Data entries
****************
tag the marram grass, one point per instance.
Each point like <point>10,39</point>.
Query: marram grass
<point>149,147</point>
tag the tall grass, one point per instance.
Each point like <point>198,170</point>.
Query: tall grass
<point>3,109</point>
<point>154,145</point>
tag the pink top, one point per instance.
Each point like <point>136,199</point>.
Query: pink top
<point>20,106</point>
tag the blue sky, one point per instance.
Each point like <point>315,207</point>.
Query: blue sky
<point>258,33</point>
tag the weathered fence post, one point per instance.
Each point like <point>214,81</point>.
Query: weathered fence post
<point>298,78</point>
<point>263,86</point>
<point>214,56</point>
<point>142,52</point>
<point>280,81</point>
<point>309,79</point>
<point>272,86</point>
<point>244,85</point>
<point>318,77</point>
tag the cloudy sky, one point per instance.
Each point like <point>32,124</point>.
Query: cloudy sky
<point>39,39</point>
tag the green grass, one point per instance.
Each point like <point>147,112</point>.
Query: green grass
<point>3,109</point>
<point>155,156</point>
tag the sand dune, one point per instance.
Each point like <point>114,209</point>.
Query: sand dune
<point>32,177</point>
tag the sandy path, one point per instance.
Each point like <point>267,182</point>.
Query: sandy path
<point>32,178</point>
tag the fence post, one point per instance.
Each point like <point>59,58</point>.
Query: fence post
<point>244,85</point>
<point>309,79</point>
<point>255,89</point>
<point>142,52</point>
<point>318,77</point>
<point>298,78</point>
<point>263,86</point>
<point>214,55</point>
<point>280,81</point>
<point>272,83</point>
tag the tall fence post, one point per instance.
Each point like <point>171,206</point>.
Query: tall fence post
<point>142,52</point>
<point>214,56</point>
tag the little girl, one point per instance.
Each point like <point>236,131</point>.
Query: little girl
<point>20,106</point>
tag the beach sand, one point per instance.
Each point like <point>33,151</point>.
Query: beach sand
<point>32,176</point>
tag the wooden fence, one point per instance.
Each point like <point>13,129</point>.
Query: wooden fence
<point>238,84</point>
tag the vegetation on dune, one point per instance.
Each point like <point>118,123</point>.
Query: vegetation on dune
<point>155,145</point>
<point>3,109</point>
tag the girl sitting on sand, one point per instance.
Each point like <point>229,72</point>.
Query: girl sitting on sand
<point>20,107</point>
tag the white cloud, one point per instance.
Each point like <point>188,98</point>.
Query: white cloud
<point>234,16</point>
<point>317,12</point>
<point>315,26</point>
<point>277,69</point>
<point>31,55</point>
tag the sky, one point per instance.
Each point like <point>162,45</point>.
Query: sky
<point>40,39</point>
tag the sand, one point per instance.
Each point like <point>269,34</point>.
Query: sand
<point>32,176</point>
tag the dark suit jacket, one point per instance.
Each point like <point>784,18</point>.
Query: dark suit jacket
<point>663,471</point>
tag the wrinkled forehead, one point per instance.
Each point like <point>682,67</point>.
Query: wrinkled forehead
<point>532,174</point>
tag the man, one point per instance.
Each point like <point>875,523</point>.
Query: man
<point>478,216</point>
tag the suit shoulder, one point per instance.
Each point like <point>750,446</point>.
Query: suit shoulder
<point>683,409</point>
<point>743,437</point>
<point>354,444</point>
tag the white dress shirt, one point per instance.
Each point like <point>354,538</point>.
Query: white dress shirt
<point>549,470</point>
****************
Task: Copy every line of the data above verbatim, from the first entry to the last.

Result of the exercise:
tag the marram grass, one point per instance.
Each point like <point>10,39</point>.
Query: marram grass
<point>149,147</point>
tag the tall grass, one point per instance.
Each point like <point>198,170</point>.
Query: tall grass
<point>3,109</point>
<point>154,145</point>
tag the pink top, one point per instance.
Each point like <point>136,199</point>.
Query: pink top
<point>20,106</point>
tag the blue sky, one point per instance.
Each point like <point>315,207</point>.
Query: blue sky
<point>258,33</point>
tag the weathered fence post, one point per instance.
Each point like <point>214,81</point>.
Query: weathered fence post
<point>298,78</point>
<point>263,86</point>
<point>214,56</point>
<point>142,52</point>
<point>280,81</point>
<point>309,79</point>
<point>272,86</point>
<point>244,85</point>
<point>318,77</point>
tag the cloudy sky, one point per instance.
Each point like <point>32,124</point>.
Query: cloudy sky
<point>39,39</point>
tag the green grass, one point per instance.
Each point like <point>147,112</point>.
Query: green grass
<point>3,109</point>
<point>155,156</point>
tag the sand dune, one point per instance.
Each point like <point>114,209</point>.
Query: sand dune
<point>32,177</point>
tag the sandy path, one point per instance.
Each point like <point>267,182</point>.
Query: sandy path
<point>32,178</point>
tag the fence post, one point per instance.
Each point like <point>59,58</point>.
Query: fence post
<point>244,85</point>
<point>309,79</point>
<point>255,89</point>
<point>142,52</point>
<point>318,77</point>
<point>298,78</point>
<point>263,86</point>
<point>214,55</point>
<point>280,81</point>
<point>272,83</point>
tag the tall fence post, one point per instance.
Each point like <point>171,206</point>.
Query: tall fence post
<point>142,52</point>
<point>214,56</point>
tag the little girl, one point per instance.
Each point like <point>236,131</point>.
Query: little girl
<point>20,106</point>
tag the beach sand, one point per instance.
Each point like <point>33,151</point>.
Query: beach sand
<point>32,176</point>
tag the wooden fence, one point per instance.
Each point like <point>13,129</point>.
Query: wooden fence
<point>238,84</point>
tag the vegetation on dune, one point per instance.
Each point like <point>118,123</point>.
Query: vegetation on dune
<point>155,145</point>
<point>3,109</point>
tag the girl sitting on sand, one point per instance.
Each point like <point>229,72</point>.
Query: girl sitting on sand
<point>20,107</point>
tag the white cloud, one point per instance.
Each point like <point>188,98</point>.
Query: white cloud
<point>234,16</point>
<point>317,12</point>
<point>315,26</point>
<point>277,69</point>
<point>31,55</point>
tag the sky, one point per instance.
Each point like <point>162,45</point>.
Query: sky
<point>40,39</point>
tag the sand, one point per instance.
Each point like <point>269,34</point>.
Query: sand
<point>32,176</point>
tag the dark suit jacket, one point per instance.
Each point like <point>784,18</point>.
Query: dark suit jacket
<point>663,471</point>
tag the wrinkled forehead, one point per instance.
Each point like <point>682,67</point>.
Query: wrinkled forehead
<point>532,174</point>
tag the man, one point per instance.
Each point like <point>875,523</point>.
Query: man
<point>478,216</point>
tag the suit shoulder, one point per instance.
Each point like <point>750,446</point>.
Query: suit shoulder
<point>683,409</point>
<point>743,437</point>
<point>354,444</point>
tag the white dress shirt, one point per instance.
Each point like <point>354,538</point>.
Query: white dress shirt
<point>549,470</point>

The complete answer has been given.